- [Data extracts]:
*** Block opens ***
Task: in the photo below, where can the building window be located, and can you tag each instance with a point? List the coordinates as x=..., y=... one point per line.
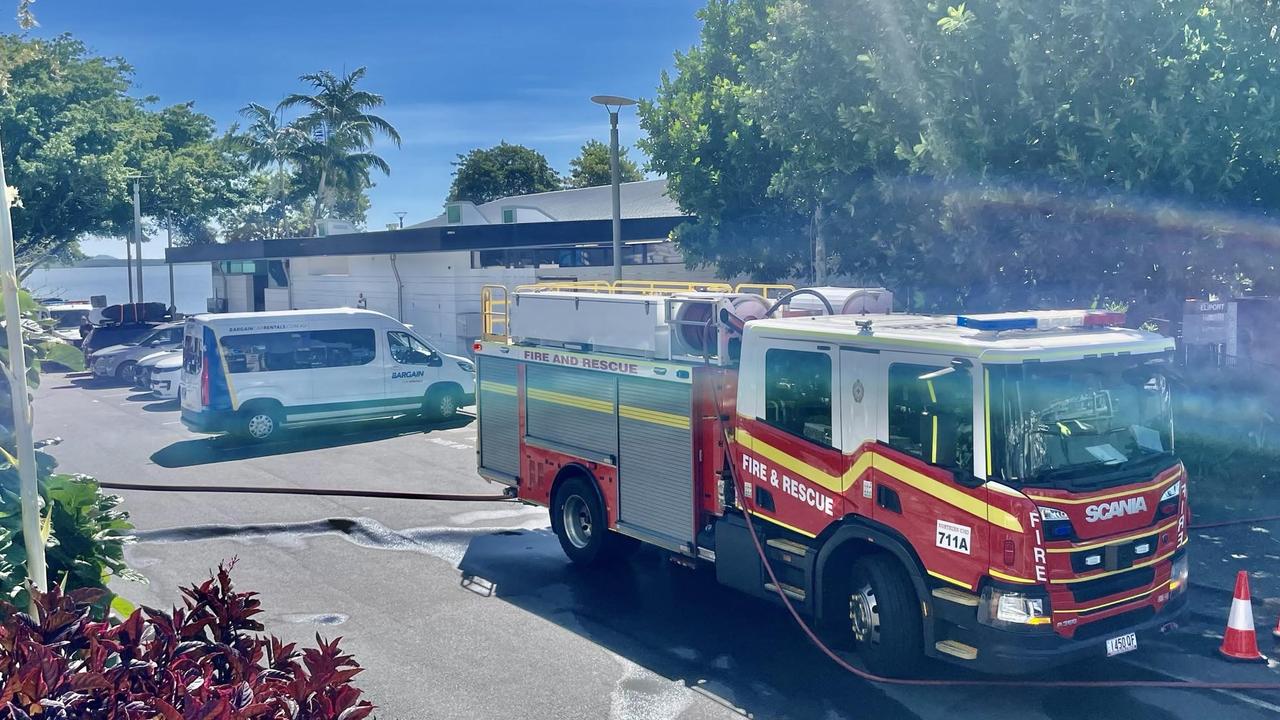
x=931, y=415
x=798, y=393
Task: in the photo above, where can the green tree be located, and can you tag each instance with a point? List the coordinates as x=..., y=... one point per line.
x=592, y=167
x=73, y=136
x=1006, y=154
x=501, y=171
x=339, y=131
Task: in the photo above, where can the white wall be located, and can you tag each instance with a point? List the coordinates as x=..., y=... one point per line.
x=440, y=288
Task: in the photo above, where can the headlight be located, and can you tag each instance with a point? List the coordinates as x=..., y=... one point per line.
x=1013, y=610
x=1057, y=524
x=1052, y=514
x=1178, y=577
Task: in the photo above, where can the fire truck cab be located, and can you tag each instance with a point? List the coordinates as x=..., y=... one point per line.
x=999, y=491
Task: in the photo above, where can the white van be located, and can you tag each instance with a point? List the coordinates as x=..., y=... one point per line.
x=252, y=373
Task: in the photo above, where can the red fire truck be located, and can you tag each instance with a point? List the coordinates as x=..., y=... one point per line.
x=999, y=491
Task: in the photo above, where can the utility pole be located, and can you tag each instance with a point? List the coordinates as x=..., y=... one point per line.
x=128, y=263
x=137, y=232
x=168, y=228
x=613, y=104
x=19, y=399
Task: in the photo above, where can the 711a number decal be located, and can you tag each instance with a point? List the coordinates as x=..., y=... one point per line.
x=952, y=537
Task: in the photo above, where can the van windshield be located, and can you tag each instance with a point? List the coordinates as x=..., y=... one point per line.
x=1079, y=423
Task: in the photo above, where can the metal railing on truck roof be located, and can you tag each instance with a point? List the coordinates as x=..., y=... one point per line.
x=496, y=302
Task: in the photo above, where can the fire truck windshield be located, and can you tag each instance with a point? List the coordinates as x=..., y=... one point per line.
x=1079, y=423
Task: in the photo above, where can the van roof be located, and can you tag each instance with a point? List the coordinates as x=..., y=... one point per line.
x=941, y=333
x=279, y=314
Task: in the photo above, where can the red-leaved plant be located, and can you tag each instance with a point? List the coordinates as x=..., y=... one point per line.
x=204, y=661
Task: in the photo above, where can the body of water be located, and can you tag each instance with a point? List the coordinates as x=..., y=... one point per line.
x=192, y=285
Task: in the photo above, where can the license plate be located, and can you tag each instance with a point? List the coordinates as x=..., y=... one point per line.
x=1121, y=645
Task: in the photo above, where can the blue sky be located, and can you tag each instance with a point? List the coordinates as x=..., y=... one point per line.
x=456, y=74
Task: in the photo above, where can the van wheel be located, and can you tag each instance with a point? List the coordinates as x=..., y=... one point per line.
x=259, y=423
x=442, y=404
x=885, y=618
x=127, y=372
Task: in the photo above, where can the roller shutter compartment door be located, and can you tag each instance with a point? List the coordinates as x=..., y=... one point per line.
x=498, y=417
x=571, y=408
x=656, y=488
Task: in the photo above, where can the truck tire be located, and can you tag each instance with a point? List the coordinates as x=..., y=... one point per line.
x=885, y=616
x=581, y=527
x=259, y=423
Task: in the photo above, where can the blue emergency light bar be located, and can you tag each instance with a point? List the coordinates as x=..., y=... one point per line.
x=996, y=322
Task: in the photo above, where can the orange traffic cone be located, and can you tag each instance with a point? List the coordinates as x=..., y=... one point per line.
x=1240, y=639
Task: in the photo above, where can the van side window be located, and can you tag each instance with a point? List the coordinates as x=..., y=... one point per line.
x=798, y=393
x=263, y=352
x=407, y=350
x=931, y=417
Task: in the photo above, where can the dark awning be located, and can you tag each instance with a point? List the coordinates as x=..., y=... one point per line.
x=442, y=238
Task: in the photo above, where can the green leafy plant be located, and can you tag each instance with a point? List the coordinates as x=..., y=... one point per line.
x=83, y=529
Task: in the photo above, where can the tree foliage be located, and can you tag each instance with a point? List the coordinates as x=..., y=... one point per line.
x=502, y=171
x=334, y=139
x=592, y=167
x=1004, y=154
x=73, y=136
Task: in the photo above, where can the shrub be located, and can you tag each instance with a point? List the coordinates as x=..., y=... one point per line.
x=204, y=660
x=83, y=529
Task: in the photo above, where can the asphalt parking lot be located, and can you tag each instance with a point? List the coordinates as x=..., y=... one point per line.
x=533, y=637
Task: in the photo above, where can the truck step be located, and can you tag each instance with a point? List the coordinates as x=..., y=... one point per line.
x=955, y=596
x=787, y=546
x=790, y=591
x=956, y=650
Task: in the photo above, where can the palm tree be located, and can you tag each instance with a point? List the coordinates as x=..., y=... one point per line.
x=268, y=142
x=341, y=128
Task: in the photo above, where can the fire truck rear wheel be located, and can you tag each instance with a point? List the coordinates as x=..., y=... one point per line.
x=885, y=616
x=579, y=522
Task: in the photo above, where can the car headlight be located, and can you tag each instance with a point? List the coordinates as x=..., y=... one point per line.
x=1057, y=524
x=1178, y=575
x=1013, y=609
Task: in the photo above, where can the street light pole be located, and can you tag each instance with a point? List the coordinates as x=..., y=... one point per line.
x=613, y=104
x=137, y=232
x=19, y=399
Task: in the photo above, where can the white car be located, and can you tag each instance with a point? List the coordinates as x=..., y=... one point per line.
x=146, y=367
x=120, y=361
x=167, y=377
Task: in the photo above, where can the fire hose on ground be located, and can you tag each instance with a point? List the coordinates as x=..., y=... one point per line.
x=786, y=601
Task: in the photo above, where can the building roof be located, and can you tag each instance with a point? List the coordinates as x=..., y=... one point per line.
x=565, y=218
x=941, y=333
x=643, y=199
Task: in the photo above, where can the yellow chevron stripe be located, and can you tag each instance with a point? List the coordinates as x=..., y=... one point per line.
x=899, y=472
x=501, y=388
x=570, y=400
x=941, y=577
x=1000, y=575
x=654, y=417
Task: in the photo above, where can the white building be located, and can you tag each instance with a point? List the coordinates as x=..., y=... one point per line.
x=430, y=274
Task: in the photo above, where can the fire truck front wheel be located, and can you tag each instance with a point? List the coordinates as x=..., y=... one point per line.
x=579, y=522
x=885, y=616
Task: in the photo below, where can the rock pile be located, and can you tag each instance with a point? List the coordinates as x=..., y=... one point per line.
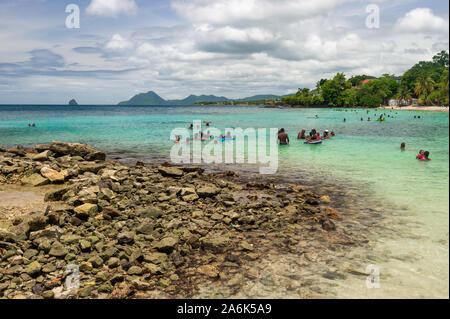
x=131, y=231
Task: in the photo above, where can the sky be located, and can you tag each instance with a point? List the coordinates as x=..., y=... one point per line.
x=232, y=48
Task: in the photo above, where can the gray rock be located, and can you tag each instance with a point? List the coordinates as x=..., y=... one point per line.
x=166, y=244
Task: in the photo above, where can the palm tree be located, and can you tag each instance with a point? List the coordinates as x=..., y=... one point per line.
x=424, y=86
x=403, y=94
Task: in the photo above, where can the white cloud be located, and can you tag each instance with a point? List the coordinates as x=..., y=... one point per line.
x=111, y=8
x=238, y=11
x=422, y=20
x=118, y=43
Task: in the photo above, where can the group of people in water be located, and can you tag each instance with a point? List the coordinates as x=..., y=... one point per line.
x=313, y=137
x=422, y=156
x=201, y=136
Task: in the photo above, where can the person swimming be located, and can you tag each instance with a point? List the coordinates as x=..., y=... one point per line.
x=301, y=135
x=283, y=137
x=421, y=155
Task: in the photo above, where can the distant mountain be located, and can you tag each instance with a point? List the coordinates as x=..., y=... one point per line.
x=192, y=99
x=144, y=99
x=261, y=97
x=151, y=99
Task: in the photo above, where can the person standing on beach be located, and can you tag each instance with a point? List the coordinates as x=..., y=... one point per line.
x=283, y=137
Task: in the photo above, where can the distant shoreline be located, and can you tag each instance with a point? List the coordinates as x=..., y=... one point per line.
x=405, y=108
x=417, y=108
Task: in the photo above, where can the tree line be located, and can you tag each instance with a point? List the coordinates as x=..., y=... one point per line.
x=427, y=81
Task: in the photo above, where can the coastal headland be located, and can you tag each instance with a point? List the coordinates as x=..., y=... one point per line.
x=160, y=231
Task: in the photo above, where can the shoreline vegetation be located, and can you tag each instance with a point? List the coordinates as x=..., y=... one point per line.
x=426, y=83
x=156, y=232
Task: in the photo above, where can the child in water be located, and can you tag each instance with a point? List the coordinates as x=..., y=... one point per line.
x=421, y=155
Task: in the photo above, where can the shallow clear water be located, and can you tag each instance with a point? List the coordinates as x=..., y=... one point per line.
x=365, y=155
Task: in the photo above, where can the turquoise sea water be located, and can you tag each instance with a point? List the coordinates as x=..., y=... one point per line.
x=365, y=155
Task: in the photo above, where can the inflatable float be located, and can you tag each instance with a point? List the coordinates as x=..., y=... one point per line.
x=315, y=142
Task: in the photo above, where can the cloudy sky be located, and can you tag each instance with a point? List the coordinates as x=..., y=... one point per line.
x=234, y=48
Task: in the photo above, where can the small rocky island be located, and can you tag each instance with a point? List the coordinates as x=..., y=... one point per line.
x=158, y=232
x=73, y=102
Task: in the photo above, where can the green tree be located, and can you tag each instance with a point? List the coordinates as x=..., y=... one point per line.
x=441, y=58
x=332, y=90
x=403, y=93
x=423, y=87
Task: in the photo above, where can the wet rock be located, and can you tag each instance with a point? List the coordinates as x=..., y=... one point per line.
x=170, y=171
x=245, y=246
x=35, y=180
x=96, y=261
x=48, y=268
x=122, y=290
x=42, y=157
x=55, y=195
x=86, y=267
x=51, y=233
x=208, y=191
x=150, y=212
x=52, y=175
x=86, y=210
x=328, y=225
x=134, y=271
x=37, y=222
x=58, y=250
x=85, y=245
x=237, y=280
x=85, y=292
x=155, y=258
x=77, y=149
x=48, y=294
x=111, y=211
x=91, y=167
x=325, y=199
x=218, y=244
x=34, y=269
x=167, y=244
x=95, y=156
x=208, y=270
x=332, y=213
x=145, y=228
x=126, y=238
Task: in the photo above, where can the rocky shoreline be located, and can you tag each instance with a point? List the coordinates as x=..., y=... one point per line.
x=156, y=232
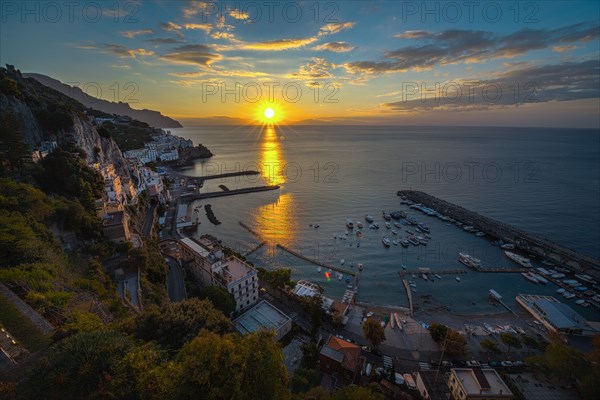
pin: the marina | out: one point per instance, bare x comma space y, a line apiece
524, 241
*** Block closes ***
- [Task prompt]:
When you reach the line containing "Task: in the photo above, where can the rocky" in the listing above, reproduce it and every line after it through the last, exactly; omit the pictures.

- [Answer area]:
Task: in the photo above, where can the rocky shoreline be located, and can you tag each instance with a point? List the coordinates as x=..., y=... one point per line.
x=156, y=232
pin: the marina | out: one point per instance, bare x comma space y, a line apiece
524, 241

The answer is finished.